Cumhurbaşkanı Recep Tayyip Erdoğan'ın eşi Emine Erdoğan, "Geride bıraktığımız 2014 yılı boyunca kendi çıkarları uğruna ülkemizin mahremiyetini uluslararası güç odaklarına açan bir yapı ile uğraşmak zorunda kaldık. Neyse ki başarılı olamadılar, amaçlarına ulaşamadılar" dedi.
Türkiye'nin yurt dışında görev yapan büyükelçilerinin eşlerine Cumhurbaşkanlığı Sarayı'nda verdiği yemekte konuşan Erdoğan, sözlerine Hz. Mevlana'nın "pergel" metaforundan ilham alarak başladı.
Emine Erdoğan, "Hz. Mevlana, pergelin bir ayağını belli bir noktada sabitleyip, diğer hareketli ayağı ile alemi dolaşmaktan söz ediyor. Sizler de sabit ayağı ülkemizde olan, hareketli ayağı ile tüm dünyaya uzanan bir teşkilatın mensuplarısınız. Kültürümüzden, geleneğimizden, tarihimizden aldığınız gücü, yerkürenin farklı köşelerine taşıyor, ülkemizin temsiline katkıda bulunuyorsunuz. Kiminiz şehitlerimizin de olduğu coğrafyalarda, kiminiz soydaşlarımızın yaşadığı topraklarda, kiminiz ise hiç tanımadığımız, bilmediğimiz memleketlerde ülkemizin bayrağını taşıyorsunuz" diye konuştu.
Eşleri olarak, büyükelçilerin yoğun çalışma temposu nedeniyle aile içindeki boşluğunu doldurmak yanında, kendi projeleriyle, birikimleriyle, Türkiye'nin temsiline katkı sağladıklarının farkında olduklarını dile getiren Erdoğan, bunun için büyükelçi eşlerine teşekkür etti.

----

#### Göreviniz:
Emine Erdoğan'ın büyükelçi eşlerine yaptığı konuşmayı aktaran metinden "Türkiye'nin yurt dışında" ile başlayıp "ilham alarak başladı." ile biten bölümü hiç değiştirmeden yineleyin.

----

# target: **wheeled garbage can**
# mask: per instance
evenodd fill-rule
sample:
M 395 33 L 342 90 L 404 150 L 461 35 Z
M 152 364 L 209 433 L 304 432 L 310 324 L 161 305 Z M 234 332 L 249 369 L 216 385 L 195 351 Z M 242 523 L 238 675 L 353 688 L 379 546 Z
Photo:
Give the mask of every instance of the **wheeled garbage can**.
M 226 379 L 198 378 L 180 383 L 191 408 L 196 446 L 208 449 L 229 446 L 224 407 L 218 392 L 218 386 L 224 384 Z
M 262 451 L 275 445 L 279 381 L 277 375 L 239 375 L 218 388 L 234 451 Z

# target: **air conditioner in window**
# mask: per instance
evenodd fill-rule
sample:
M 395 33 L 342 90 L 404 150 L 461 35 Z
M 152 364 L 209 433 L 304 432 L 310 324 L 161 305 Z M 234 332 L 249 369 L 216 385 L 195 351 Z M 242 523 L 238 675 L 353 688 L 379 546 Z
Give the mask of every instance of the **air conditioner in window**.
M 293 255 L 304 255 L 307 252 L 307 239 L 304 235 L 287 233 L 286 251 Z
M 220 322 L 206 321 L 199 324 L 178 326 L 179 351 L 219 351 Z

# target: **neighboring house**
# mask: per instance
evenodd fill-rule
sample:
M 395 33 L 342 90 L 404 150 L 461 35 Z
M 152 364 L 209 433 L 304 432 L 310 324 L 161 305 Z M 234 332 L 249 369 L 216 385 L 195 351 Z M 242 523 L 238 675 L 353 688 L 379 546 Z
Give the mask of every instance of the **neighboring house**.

----

#### Tamamlanan görev:
Türkiye'nin yurt dışında görev yapan büyükelçilerinin eşlerine Cumhurbaşkanlığı Sarayı'nda verdiği yemekte konuşan Erdoğan, sözlerine Hz. Mevlana'nın "pergel" metaforundan ilham alarak başladı.